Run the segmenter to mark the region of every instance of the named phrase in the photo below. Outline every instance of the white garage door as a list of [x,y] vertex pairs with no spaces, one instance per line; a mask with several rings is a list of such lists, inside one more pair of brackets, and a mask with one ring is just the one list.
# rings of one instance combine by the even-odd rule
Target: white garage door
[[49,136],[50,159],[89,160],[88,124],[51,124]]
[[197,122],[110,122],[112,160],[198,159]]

Brief:
Put every line of the records above into a numbered list and leave out any blank lines.

Task response:
1. Run the segmenter to mark the region of every instance of the named phrase in the photo below. Outline every instance of the white garage door as a list of [x,y] vertex pairs with no spaces, one instance per line; a mask with several rings is a list of such lists, inside one more pair of brackets, and a mask with one ring is just the one list.
2. # rings of one instance combine by the even-odd rule
3. Target: white garage door
4. [[49,136],[50,159],[89,160],[88,124],[51,124]]
5. [[197,122],[110,122],[112,160],[198,159]]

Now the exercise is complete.